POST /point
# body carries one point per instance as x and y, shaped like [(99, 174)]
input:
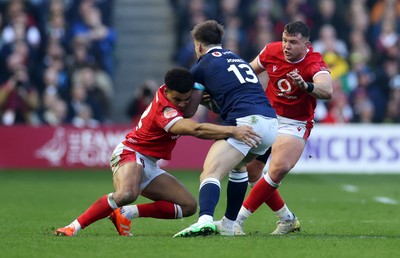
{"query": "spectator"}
[(99, 37), (19, 100)]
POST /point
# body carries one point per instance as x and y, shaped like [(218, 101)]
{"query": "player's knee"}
[(189, 208), (254, 170), (126, 197)]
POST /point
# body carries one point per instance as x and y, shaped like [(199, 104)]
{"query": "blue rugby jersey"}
[(232, 84)]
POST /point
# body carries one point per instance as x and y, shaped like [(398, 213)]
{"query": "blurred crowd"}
[(56, 62), (359, 41)]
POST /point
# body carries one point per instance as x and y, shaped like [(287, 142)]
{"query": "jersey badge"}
[(216, 54), (170, 112)]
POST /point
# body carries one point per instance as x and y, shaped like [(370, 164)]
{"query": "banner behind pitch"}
[(331, 148)]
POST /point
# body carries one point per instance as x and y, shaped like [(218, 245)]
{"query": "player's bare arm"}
[(212, 131), (263, 77), (321, 87), (195, 100)]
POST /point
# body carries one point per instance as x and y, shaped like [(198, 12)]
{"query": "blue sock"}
[(236, 190), (210, 190)]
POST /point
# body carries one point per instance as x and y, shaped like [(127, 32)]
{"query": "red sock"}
[(158, 209), (258, 195), (275, 201), (98, 210)]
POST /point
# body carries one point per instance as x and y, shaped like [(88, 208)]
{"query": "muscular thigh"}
[(166, 187), (286, 151)]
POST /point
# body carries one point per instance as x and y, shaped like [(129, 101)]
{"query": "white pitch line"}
[(385, 200), (350, 188)]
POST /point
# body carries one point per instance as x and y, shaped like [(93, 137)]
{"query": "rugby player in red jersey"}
[(297, 78), (134, 160)]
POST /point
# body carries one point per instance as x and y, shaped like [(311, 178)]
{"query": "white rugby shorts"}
[(266, 127), (301, 129)]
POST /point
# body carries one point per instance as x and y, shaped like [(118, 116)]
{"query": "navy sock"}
[(236, 191), (210, 190)]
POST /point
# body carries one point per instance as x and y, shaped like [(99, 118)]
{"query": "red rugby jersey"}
[(151, 137), (288, 100)]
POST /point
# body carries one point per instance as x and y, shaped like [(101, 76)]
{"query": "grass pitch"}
[(341, 216)]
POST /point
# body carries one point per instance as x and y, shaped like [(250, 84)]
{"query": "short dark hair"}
[(179, 79), (209, 32), (297, 27)]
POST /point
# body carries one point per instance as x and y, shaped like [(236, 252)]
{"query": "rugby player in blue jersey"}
[(238, 97)]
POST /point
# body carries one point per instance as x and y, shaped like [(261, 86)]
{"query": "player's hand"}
[(205, 101), (297, 80), (247, 135)]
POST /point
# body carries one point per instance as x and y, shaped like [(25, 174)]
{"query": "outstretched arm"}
[(212, 131), (321, 87)]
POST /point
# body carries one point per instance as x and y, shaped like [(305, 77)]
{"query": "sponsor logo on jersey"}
[(237, 60), (170, 112), (216, 54)]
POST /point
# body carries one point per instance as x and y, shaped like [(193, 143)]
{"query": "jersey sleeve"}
[(317, 65), (168, 117)]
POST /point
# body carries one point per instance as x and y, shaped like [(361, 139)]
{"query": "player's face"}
[(179, 100), (197, 48), (294, 47)]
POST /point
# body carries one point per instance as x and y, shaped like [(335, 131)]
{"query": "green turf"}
[(339, 214)]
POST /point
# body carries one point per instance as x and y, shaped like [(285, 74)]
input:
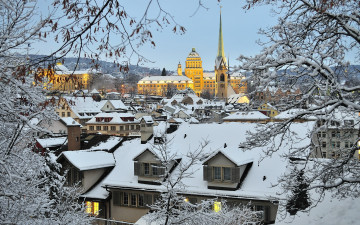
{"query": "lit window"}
[(217, 173), (217, 206), (227, 175), (146, 169), (92, 208)]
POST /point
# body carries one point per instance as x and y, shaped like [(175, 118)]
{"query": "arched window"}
[(222, 78)]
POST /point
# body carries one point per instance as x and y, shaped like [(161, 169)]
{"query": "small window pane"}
[(217, 173)]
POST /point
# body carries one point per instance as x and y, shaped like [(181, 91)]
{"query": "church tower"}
[(221, 70), (179, 69)]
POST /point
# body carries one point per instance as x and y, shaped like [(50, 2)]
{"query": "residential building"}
[(120, 124), (64, 80), (224, 173)]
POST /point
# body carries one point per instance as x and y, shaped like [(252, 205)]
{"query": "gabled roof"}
[(88, 160), (84, 105), (118, 104), (147, 119), (70, 122), (252, 115), (188, 137)]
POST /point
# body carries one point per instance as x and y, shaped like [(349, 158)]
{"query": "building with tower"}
[(220, 83), (221, 70)]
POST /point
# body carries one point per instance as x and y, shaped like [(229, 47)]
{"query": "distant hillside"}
[(105, 67)]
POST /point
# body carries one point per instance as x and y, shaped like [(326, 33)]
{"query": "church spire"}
[(220, 58)]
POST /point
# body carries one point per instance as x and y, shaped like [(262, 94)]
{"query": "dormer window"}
[(148, 169), (221, 173)]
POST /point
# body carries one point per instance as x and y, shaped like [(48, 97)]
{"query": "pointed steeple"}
[(220, 58)]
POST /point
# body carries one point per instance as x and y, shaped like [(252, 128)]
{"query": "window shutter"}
[(207, 173), (136, 168), (235, 174), (117, 197), (147, 199), (161, 169), (266, 214)]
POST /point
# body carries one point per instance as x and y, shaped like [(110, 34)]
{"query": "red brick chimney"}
[(74, 133)]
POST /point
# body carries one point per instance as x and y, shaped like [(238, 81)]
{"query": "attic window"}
[(108, 119)]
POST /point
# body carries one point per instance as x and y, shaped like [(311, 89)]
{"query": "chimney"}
[(146, 128), (74, 132)]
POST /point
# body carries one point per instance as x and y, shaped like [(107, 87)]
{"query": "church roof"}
[(165, 78), (220, 58)]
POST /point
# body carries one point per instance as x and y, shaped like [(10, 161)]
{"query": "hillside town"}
[(271, 139), (112, 143)]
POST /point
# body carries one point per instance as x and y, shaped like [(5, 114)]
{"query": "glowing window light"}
[(217, 206), (88, 207), (96, 208)]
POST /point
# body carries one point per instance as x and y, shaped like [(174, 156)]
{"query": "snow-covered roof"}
[(107, 145), (89, 160), (51, 142), (116, 118), (84, 107), (148, 119), (94, 91), (193, 120), (253, 187), (118, 104), (252, 115), (70, 121)]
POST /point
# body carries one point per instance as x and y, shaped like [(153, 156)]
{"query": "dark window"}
[(217, 173), (154, 169), (222, 77), (146, 169), (227, 173), (126, 199), (133, 199), (141, 200)]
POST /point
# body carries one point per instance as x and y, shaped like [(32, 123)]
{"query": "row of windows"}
[(148, 169), (337, 134), (133, 199), (113, 128), (337, 144)]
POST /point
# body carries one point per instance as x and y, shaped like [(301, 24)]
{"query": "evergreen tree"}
[(299, 199)]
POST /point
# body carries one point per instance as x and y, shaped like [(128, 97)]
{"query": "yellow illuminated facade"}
[(62, 79), (194, 71), (92, 208), (216, 83)]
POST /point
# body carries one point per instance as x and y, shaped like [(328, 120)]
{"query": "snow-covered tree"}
[(173, 208), (311, 47), (31, 190)]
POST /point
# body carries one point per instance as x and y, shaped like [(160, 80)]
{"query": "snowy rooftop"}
[(116, 118), (70, 121), (118, 104), (51, 142), (252, 115), (89, 160), (84, 105), (253, 187), (148, 119)]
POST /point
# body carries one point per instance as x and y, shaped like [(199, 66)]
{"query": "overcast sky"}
[(240, 29)]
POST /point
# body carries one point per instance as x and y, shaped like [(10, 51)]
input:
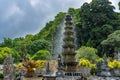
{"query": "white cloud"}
[(115, 3), (34, 3), (12, 11)]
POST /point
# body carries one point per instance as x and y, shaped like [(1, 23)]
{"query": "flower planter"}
[(116, 72)]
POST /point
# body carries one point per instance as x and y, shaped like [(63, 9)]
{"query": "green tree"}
[(113, 40), (5, 51), (41, 54), (96, 20), (86, 52)]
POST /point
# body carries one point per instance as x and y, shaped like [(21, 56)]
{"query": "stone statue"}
[(8, 68)]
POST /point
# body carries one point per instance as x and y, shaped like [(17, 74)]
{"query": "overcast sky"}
[(21, 17)]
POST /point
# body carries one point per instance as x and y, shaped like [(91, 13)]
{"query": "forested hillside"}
[(93, 22)]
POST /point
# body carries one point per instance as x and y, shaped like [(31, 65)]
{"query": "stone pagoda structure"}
[(69, 62)]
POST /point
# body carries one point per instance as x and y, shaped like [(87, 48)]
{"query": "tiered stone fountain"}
[(67, 57)]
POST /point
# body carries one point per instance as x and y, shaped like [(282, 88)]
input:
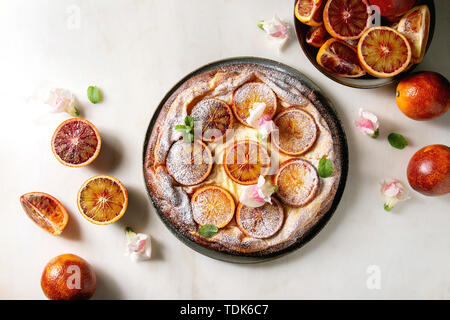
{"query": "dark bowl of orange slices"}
[(335, 49)]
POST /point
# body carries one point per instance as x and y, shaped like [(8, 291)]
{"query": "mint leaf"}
[(397, 140), (208, 230), (94, 94), (325, 168)]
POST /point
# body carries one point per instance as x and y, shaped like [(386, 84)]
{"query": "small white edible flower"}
[(393, 191), (138, 245), (62, 100), (257, 195)]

◇ ◇ ◇ ◇ ◇ ◇ ◇

● Prompt
Convert the material, from its first line through the line containing "[(151, 137), (288, 100)]", into a JSON list of strings with one string per line. Omit blank lines and the pictures.

● The solution
[
  "POST /point",
  "# body carries one point per instance as x and y, shaped like [(99, 174)]",
  "input:",
  "{\"query\": \"spectator\"}",
  "[(99, 37), (19, 100)]",
  "POST /point",
  "# body carries one point per instance as x and y, shaped like [(218, 101)]",
  "{\"query\": \"player's knee\"}",
  "[(189, 208), (254, 170), (126, 197)]",
  "POST /point",
  "# body carries one point per instance as x and y, shaped like [(199, 104)]",
  "{\"query\": \"blue rugby jersey\"}",
  "[(232, 84)]",
  "POST /point",
  "# body carries one point per instance as x and y, shaped like [(398, 213)]",
  "{\"query\": \"blurred crowd\"}",
  "[(56, 62), (359, 41)]",
  "POST /point",
  "# body carries one point per instance as x and y, shaped like [(287, 142)]",
  "{\"query\": \"jersey badge\"}",
  "[(216, 54), (170, 112)]",
  "POST /point",
  "# body carries one point per instance as x and y, shaped like [(370, 164)]",
  "{\"query\": \"banner behind pitch\"}",
  "[(331, 148)]",
  "POST /point",
  "# body carries one point per instance as x and y, shaped like [(218, 245)]",
  "{\"query\": \"player's bare arm\"}",
  "[(212, 131), (263, 77), (321, 87), (195, 100)]",
  "POST /point",
  "# body carries one point per instance as x and y, shaped like [(198, 12)]",
  "{\"query\": \"blue sock\"}",
  "[(236, 190), (210, 190)]",
  "POST /point",
  "# body carries one point per instance as x and y, shaped like [(127, 32)]",
  "{\"query\": \"red sock\"}",
  "[(158, 209), (258, 195), (275, 201), (98, 210)]",
  "POST /point",
  "# body carries one point per instance as x and y, shaped like [(88, 208)]",
  "{\"query\": \"muscular thigh\"}",
  "[(166, 187), (286, 151)]",
  "POST /point",
  "# body carries one point per instance as x and y, shaped like [(129, 101)]",
  "{\"query\": \"white pitch line\"}",
  "[(385, 200), (350, 188)]",
  "POST /point",
  "# body carries one point per instance as x and y, shaped like [(93, 137)]",
  "{\"query\": \"rugby player in red jersey\"}",
  "[(297, 78), (134, 160)]",
  "POST /point",
  "# body carries one point per instance as x and y, shaped like [(311, 178)]",
  "{\"query\": \"white rugby shorts\"}",
  "[(266, 127), (301, 129)]",
  "POST /point",
  "# body carries one point per instance as x and y, shaped like [(118, 116)]",
  "{\"query\": \"navy sock\"}",
  "[(236, 191), (210, 190)]",
  "POST /point",
  "# body carries one point per instance as x and y, shaped like [(99, 118)]",
  "{\"query\": \"red rugby jersey\"}",
  "[(151, 137), (288, 100)]"
]